## 本题任务
返回下面数据中所有包含字符串“positive”的行。

(数据集摘录)
----------------
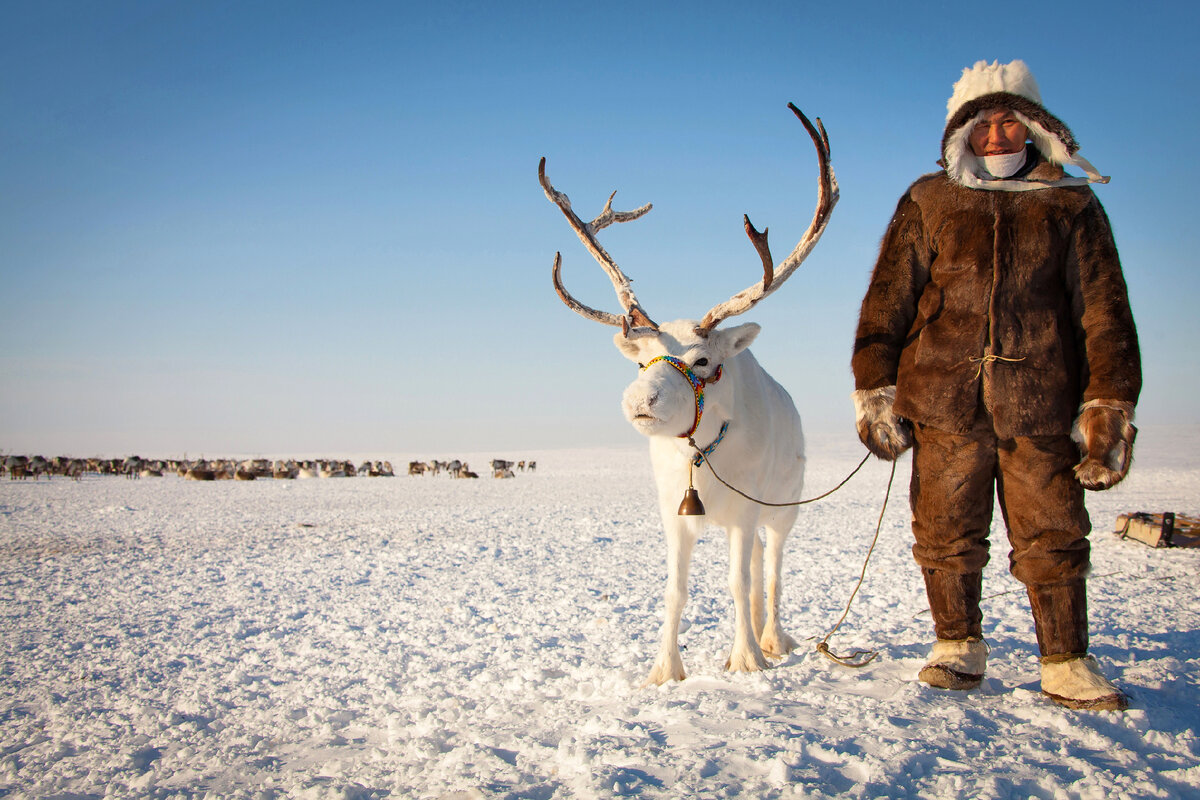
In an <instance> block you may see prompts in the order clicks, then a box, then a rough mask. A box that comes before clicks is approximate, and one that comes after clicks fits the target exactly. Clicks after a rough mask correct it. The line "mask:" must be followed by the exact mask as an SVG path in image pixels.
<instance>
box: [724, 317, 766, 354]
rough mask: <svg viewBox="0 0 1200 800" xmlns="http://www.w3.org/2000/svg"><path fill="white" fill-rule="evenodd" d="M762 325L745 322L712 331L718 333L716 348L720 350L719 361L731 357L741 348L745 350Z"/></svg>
mask: <svg viewBox="0 0 1200 800" xmlns="http://www.w3.org/2000/svg"><path fill="white" fill-rule="evenodd" d="M761 330H762V326H761V325H758V324H757V323H745V324H743V325H738V326H737V327H727V329H718V330H715V331H713V332H714V333H716V335H719V339H718V342H719V344H718V348H719V349H720V350H721V361H724V360H725V359H732V357H733V356H736V355H737V354H738V353H742V350H745V349H746V348H748V347H750V344H751V343H752V342H754V341H755V338H756V337H757V336H758V331H761Z"/></svg>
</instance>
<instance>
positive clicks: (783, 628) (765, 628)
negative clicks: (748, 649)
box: [758, 521, 797, 658]
mask: <svg viewBox="0 0 1200 800" xmlns="http://www.w3.org/2000/svg"><path fill="white" fill-rule="evenodd" d="M791 527H792V523H791V521H788V523H787V528H784V529H780V528H778V527H775V525H773V524H768V525H767V569H768V575H767V624H766V626H764V627H763V631H762V632H761V633H760V636H758V644H760V646H762V651H763V655H766V656H768V657H770V658H782V657H784V656H785V655H787V654H788V652H791V651H792V650H794V649H796V646H797V645H796V639H793V638H792V637H790V636H788V634H787V633H785V632H784V628H782V626H781V625H780V624H779V603H780V599H781V597H782V572H784V542H785V541H787V531H788V530H790V529H791Z"/></svg>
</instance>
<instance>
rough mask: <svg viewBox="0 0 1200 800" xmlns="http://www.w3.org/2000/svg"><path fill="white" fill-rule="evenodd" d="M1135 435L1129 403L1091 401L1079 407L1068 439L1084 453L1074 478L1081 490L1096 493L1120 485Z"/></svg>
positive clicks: (1132, 459) (1131, 453)
mask: <svg viewBox="0 0 1200 800" xmlns="http://www.w3.org/2000/svg"><path fill="white" fill-rule="evenodd" d="M1136 435H1138V428H1135V427H1133V403H1128V402H1126V401H1109V399H1093V401H1088V402H1086V403H1084V404H1082V405H1081V407H1080V409H1079V416H1078V417H1076V419H1075V425H1074V427H1073V428H1072V431H1070V438H1072V439H1074V440H1075V441H1076V443H1078V444H1079V449H1080V451H1081V452H1082V453H1084V458H1082V461H1080V462H1079V463H1078V464H1076V465H1075V477H1076V479H1078V480H1079V482H1080V483H1082V485H1084V488H1085V489H1093V491H1096V492H1099V491H1102V489H1108V488H1111V487H1114V486H1116V485H1117V483H1120V482H1121V479H1123V477H1124V476H1126V474H1128V471H1129V465H1130V464H1132V463H1133V440H1134V438H1135V437H1136Z"/></svg>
----------------
## 本题解答
positive clicks: (783, 628) (765, 628)
positive clicks: (1132, 459) (1131, 453)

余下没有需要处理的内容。